Starting at the line that holds "Point out every instance of the stone well", restate every line word for word up to and including the last one in the listing below, and omit all pictures.

DATA ROWS:
— Begin —
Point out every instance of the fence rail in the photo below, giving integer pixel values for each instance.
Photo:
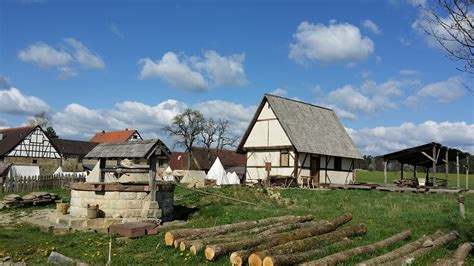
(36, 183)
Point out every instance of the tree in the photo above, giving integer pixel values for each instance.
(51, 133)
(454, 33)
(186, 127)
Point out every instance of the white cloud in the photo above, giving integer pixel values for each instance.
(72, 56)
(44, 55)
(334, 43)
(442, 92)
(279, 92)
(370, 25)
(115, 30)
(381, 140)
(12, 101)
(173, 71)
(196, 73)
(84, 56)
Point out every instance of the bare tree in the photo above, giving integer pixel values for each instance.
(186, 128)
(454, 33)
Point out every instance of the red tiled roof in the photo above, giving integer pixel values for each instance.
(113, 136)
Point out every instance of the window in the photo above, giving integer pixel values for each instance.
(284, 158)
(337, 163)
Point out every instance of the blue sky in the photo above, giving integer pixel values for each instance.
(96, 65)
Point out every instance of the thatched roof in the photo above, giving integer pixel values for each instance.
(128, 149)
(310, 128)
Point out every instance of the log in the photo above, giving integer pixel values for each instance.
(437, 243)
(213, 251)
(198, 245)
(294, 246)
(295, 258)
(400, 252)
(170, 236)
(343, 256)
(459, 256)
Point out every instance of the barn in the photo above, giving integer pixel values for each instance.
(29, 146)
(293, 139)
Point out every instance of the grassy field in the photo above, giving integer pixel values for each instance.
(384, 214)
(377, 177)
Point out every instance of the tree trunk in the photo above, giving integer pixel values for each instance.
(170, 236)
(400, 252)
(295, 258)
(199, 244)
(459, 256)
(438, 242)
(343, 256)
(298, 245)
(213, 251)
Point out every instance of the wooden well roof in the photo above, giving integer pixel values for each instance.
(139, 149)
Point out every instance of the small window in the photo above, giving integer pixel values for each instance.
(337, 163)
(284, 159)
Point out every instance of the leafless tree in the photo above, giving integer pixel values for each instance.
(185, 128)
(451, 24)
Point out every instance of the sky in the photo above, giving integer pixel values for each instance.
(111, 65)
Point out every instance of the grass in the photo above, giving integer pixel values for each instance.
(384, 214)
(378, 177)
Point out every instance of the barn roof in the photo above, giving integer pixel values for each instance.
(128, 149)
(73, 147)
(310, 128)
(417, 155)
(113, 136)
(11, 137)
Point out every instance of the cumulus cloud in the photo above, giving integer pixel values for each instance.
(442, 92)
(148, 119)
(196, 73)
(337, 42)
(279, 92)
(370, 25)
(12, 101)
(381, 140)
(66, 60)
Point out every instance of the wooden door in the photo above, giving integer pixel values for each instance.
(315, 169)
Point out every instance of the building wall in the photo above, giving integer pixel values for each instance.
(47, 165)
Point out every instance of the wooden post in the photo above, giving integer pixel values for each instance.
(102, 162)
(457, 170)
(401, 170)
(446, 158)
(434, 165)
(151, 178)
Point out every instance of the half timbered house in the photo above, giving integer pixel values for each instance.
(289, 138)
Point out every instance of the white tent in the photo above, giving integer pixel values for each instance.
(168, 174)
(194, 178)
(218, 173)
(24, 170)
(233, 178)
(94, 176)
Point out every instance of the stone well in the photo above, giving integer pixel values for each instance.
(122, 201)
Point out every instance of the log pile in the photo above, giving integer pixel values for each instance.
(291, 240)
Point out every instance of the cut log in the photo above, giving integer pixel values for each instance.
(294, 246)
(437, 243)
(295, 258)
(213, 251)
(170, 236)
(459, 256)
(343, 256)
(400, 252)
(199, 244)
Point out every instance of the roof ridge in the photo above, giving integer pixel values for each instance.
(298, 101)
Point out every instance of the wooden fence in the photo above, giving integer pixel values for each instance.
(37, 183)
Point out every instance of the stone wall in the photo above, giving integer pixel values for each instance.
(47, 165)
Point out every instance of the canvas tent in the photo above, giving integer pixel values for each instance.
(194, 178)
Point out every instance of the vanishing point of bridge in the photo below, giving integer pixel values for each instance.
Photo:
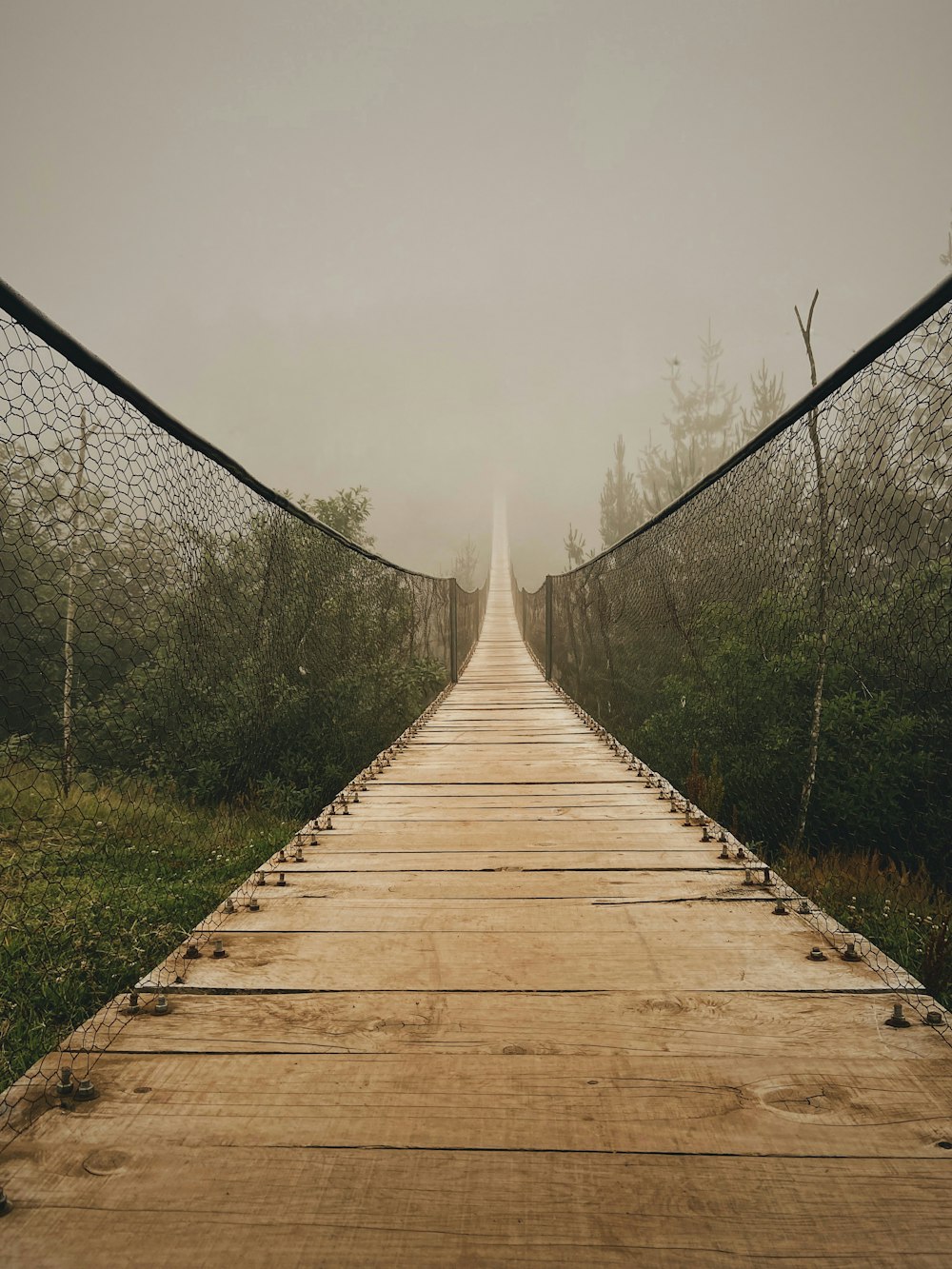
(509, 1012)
— End —
COMPLETED TASK:
Point out every instance of the stone well in the photo above, giving integer pixel values for each instance.
(122, 201)
Point out every instance of the log pile in the photo above, giving integer pixel values for each instance.
(291, 240)
Point out every instance of the cut log in the photo above, giving integer pixel values for each instance.
(294, 246)
(437, 243)
(295, 258)
(213, 251)
(170, 236)
(459, 256)
(343, 256)
(400, 252)
(199, 244)
Point out every instance of the roof ridge in the photo above, giving integer pixel values for each instance.
(298, 101)
Point out every instance of the wooden fence in the photo above, giving integer pixel values for each instance.
(37, 183)
Point out every instance of the stone wall in the photo above, giving integer pixel values for each instance.
(47, 165)
Point out every instance of the canvas tent in the photo above, giving integer pixel values for each instance.
(194, 178)
Point out every instance of the vanishing point of bridge in the photo below, giving integer pixel values for each instance.
Photo:
(509, 1012)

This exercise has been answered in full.